What to produce:
Copy out the material below, swapping each "innermost point" for "central point" and leaving everything else unchanged.

______

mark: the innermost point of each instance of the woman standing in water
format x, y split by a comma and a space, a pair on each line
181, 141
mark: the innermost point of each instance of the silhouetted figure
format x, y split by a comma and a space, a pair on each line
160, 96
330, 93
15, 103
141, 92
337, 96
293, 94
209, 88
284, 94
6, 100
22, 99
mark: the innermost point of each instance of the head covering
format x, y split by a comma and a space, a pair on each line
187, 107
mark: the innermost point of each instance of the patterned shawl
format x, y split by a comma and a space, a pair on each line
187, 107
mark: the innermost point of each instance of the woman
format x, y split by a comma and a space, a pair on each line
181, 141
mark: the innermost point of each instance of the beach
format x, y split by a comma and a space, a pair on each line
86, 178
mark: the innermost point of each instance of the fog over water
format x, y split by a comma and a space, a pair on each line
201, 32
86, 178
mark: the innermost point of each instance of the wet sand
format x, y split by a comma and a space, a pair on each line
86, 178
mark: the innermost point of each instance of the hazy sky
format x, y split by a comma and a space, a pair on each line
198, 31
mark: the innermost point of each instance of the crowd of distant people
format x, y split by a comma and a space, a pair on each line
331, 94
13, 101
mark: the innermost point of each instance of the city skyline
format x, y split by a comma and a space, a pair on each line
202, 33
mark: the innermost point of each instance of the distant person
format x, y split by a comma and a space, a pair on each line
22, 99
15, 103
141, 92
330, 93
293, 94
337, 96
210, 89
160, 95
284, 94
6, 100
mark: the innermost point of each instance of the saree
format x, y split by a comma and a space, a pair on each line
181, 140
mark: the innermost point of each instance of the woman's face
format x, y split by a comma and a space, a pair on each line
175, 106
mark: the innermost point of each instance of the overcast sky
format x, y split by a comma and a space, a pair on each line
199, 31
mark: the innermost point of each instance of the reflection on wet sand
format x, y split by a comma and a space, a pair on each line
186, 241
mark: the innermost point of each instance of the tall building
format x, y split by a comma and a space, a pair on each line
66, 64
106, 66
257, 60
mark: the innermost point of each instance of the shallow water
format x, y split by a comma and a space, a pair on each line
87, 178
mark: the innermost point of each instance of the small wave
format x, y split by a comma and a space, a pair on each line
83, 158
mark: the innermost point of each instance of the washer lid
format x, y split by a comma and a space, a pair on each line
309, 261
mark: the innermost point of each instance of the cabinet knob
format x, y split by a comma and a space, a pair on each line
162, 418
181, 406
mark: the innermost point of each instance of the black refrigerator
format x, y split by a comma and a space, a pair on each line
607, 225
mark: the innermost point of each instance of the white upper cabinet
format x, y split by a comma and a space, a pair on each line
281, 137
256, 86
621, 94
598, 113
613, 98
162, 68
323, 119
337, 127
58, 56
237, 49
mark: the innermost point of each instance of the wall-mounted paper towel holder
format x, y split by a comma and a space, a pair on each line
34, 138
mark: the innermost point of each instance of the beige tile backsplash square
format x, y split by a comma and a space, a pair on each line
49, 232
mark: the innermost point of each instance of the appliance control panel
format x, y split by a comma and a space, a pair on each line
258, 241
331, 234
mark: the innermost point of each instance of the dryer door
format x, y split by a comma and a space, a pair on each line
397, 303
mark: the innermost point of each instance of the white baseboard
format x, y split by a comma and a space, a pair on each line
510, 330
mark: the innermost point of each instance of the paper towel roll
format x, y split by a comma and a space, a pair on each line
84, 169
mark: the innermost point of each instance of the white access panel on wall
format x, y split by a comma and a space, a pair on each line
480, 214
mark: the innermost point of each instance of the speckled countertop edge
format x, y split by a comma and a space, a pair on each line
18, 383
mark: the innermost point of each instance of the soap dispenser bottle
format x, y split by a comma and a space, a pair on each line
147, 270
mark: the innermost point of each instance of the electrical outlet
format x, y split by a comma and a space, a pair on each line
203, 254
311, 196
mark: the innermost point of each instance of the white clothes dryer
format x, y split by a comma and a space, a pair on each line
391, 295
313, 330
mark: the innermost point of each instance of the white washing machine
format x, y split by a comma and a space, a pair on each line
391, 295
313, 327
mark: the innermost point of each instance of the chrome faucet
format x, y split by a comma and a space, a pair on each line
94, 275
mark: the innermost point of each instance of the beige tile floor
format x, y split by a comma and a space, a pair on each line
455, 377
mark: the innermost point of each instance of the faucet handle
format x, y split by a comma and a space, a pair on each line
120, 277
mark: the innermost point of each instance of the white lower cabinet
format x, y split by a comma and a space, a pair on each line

______

Correct output:
mark: the central point of each instance of the woman standing in water
format x, y split by a comma and a space, a pair on each line
181, 141
mark: the central point of each instance of the silhouetted figure
format x, y split by a comma and a space, a pair on each line
160, 96
330, 93
15, 103
141, 92
337, 96
293, 94
209, 88
284, 94
6, 100
22, 99
mark: the central point of each instance of the head covering
format x, y split by a comma and a space, a pair on each line
187, 107
mark: the central point of each instance of the patterned shawl
format x, y split by a comma and a space, a pair on each line
187, 107
mark: the central point of each instance of the woman
format x, y split by a comma and a space, a pair on each line
181, 141
mark: the central point of each instance of the beach
format x, y split by a comma and a space, a pair on each line
86, 178
mark: the central point of each instance of the fog over water
format x, y split by a comma and a space, a pair on each line
201, 32
86, 178
mark: the central point of each instance of the wet sand
format x, y split by a comma and a space, a pair on each line
86, 178
mark: the central point of each instance of the hazy sky
format x, y split by a comma and a space, a pair on each line
198, 31
mark: the central point of each instance of the crowd of distant people
format x, y split by a comma and a space, a pair on each line
331, 94
13, 101
mark: the central point of each instance of the city skyline
format x, y split by a comma and a space, a pair on each line
202, 33
mark: the central point of each instance of the distant person
format x, y split by a comma and a space, a pair on each line
22, 99
15, 103
141, 92
330, 93
293, 94
337, 96
210, 89
160, 95
284, 94
6, 100
mark: the central point of each instance of the saree
format x, y split by a comma and a space, a pair on each line
181, 140
mark: the central point of each instance of the woman's face
format x, y split by a comma and a space, a pair on each line
175, 106
mark: the central point of each instance of the overcast sky
format x, y split by a comma and a space, a pair on each line
199, 31
mark: the central point of each instance of the reflection on wet sand
format x, y split by a comma and a space, a pair on each line
186, 241
mark: the central point of each instance of the tall building
format x, y split by a comma and a space, a pair on each line
66, 64
106, 66
257, 60
mark: the central point of each instance of the shallow water
format x, y split by a comma and a space, a pair on each line
87, 178
mark: the central point of each instance of the small wave
format x, y split by a comma and a space, a pair on each line
83, 158
mark: the central point of each instance of the washer lid
format x, y split by a comma and a space, a pair on each line
309, 261
mark: the central point of each instance of the cabinet knob
format x, y split by a comma and a space, a pair on each line
162, 418
181, 406
mark: the central point of each instance of the black refrigerator
format x, y split by a comma and a space, a pair on each line
607, 225
mark: the central point of each instance of the white upper cabinet
format x, y split by a comma and a space, a pair on each line
281, 137
256, 86
621, 94
598, 113
613, 98
162, 68
323, 119
337, 127
58, 56
237, 49
mark: the central point of each instance of the wall-mounted paper towel holder
format x, y split by a comma and a space, a pair on each line
34, 138
mark: the central point of each instance of the beige tile backsplash square
format x, y split by a comma and a space, a pair on each line
49, 232
mark: the central point of each instance of the appliance control panel
format x, y split by a comma and a space, a pair on each line
258, 241
331, 234
mark: the central point of each instance of the dryer door
format x, y split by a comma and a space, a pair on each line
397, 303
mark: the central point of each instance of the white baseboard
format x, y split by a comma and a space, a pair on each line
510, 330
mark: the central point of each instance of the paper towel roll
format x, y split by a comma and a space, a pair on each line
84, 169
mark: the central point of each instance of the white access panel on wall
format x, y split by a comma and a space, a pair on each line
480, 214
mark: the central point of each instance of the speckled countertop edge
format x, y split by a comma and a space, a pair on each line
18, 383
mark: the central point of each instance of the soap dispenser bottle
format x, y split by a comma and a space, a pair on each line
147, 270
mark: the central point of each instance of the electrical outlet
format x, y split by a comma and a space, a pair on each line
203, 254
311, 196
mark: the central point of each instance of the white clothes dryer
format x, y split by a comma and a space, a pair on each line
391, 295
313, 330
mark: the central point of each instance of the white washing machine
format x, y split by a comma and a space, a pair on each line
391, 295
313, 327
mark: the central point of each instance of the chrome faucet
format x, y split by a comma and a space, a pair on each line
94, 275
mark: the central point of each instance of the beige tile floor
format x, y split by a comma and a space, a pair on each line
455, 377
mark: the central point of each instance of the faucet handle
format x, y split by a comma and a space, a pair on each line
120, 277
mark: the central point of each instance of the white lower cabinet
format x, y split by a comma and a space, a pair on each line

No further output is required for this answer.